Aim of the exercise: Revise the records from the line with "Every instance of the yellow flower" through the end, putting "cluster" wherever "umbel" appears and leaving everything else unchanged.

Listing:

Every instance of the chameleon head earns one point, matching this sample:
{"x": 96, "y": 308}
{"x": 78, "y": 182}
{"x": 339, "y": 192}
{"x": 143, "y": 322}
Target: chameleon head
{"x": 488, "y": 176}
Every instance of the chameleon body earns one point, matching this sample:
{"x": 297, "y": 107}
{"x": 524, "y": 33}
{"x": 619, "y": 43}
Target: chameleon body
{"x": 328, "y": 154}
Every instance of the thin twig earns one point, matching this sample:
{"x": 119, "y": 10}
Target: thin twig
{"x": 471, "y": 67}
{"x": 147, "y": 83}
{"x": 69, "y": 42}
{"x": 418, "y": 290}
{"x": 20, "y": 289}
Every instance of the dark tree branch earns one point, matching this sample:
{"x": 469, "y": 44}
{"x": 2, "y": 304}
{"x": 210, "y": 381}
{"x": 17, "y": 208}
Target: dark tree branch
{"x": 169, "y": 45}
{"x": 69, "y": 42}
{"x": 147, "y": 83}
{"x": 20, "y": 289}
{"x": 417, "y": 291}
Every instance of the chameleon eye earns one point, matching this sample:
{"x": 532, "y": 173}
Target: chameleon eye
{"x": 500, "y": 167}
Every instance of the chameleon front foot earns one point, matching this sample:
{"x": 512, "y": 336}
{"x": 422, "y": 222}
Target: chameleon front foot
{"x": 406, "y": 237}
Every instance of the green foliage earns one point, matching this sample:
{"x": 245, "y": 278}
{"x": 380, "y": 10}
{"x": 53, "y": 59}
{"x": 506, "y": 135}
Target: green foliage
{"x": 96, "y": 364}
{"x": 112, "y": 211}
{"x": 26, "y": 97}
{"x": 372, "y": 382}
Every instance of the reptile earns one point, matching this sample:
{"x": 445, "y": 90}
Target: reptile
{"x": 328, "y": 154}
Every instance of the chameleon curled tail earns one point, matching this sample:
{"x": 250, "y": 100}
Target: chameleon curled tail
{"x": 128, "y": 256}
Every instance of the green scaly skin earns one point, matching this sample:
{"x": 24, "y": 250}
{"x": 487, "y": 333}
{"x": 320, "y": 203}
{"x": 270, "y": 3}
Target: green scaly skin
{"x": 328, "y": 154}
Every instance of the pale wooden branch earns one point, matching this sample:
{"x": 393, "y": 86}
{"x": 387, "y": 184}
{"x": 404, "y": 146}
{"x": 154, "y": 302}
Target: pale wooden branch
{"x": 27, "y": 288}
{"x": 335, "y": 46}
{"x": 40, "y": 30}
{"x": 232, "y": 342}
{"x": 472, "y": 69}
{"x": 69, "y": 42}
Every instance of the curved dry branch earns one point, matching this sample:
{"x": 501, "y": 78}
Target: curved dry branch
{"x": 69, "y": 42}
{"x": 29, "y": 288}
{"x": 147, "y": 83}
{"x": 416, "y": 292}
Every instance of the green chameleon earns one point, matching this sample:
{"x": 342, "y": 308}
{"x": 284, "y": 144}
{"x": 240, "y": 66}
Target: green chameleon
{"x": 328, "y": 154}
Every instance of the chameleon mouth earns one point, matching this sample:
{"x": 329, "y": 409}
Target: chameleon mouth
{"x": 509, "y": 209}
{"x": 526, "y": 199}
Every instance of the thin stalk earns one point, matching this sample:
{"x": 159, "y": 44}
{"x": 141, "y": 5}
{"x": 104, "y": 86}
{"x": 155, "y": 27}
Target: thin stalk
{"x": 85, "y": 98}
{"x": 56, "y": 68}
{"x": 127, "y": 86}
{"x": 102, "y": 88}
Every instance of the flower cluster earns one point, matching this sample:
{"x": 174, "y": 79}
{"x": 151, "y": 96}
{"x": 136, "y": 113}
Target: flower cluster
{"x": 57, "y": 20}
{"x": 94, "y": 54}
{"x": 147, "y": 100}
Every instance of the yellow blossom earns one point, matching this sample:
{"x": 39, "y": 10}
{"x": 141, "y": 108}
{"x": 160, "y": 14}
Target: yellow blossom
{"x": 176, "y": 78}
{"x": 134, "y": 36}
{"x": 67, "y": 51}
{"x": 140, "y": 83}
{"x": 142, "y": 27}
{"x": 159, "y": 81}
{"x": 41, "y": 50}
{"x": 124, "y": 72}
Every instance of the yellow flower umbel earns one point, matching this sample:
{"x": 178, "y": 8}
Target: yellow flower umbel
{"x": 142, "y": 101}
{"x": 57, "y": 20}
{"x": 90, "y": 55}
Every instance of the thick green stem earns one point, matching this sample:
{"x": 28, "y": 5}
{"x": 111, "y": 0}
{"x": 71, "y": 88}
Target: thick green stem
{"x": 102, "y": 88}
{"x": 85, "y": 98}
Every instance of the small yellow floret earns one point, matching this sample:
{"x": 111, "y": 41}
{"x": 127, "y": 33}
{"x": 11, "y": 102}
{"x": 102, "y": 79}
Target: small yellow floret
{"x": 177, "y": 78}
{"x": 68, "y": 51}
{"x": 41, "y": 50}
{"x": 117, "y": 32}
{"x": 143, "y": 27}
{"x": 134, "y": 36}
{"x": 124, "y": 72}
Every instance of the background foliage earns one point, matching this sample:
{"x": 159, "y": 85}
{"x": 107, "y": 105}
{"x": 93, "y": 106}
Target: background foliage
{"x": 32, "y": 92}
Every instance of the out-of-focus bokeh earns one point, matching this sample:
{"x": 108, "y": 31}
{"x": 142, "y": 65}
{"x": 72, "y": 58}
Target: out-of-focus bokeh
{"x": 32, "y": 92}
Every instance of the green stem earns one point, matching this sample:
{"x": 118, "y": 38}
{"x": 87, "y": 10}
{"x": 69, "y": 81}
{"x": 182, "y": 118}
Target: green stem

Written answer:
Every instance of the yellow flower cluster earns one point, matching this sample:
{"x": 178, "y": 8}
Target: yellow flower cluster
{"x": 142, "y": 101}
{"x": 57, "y": 20}
{"x": 90, "y": 55}
Every instance of the thick green stem earns one point, matching this sample:
{"x": 28, "y": 5}
{"x": 111, "y": 0}
{"x": 71, "y": 88}
Target: thick green stem
{"x": 102, "y": 88}
{"x": 85, "y": 98}
Every instance of the small yellow floret earns one point, matching this sample:
{"x": 111, "y": 41}
{"x": 127, "y": 33}
{"x": 11, "y": 102}
{"x": 102, "y": 79}
Target: small yellow floret
{"x": 177, "y": 78}
{"x": 68, "y": 51}
{"x": 41, "y": 50}
{"x": 117, "y": 32}
{"x": 143, "y": 27}
{"x": 134, "y": 36}
{"x": 124, "y": 72}
Every instance of the background foliage earns one point, matching this sample:
{"x": 159, "y": 85}
{"x": 107, "y": 105}
{"x": 93, "y": 106}
Target: background foliage
{"x": 32, "y": 92}
Every instance of the out-of-focus bokeh earns one point, matching this sample:
{"x": 108, "y": 31}
{"x": 142, "y": 65}
{"x": 72, "y": 58}
Target: out-of-focus bokeh
{"x": 32, "y": 92}
Every instance of the green stem earns one point, matching this sample:
{"x": 118, "y": 38}
{"x": 87, "y": 10}
{"x": 69, "y": 81}
{"x": 182, "y": 118}
Target: green stem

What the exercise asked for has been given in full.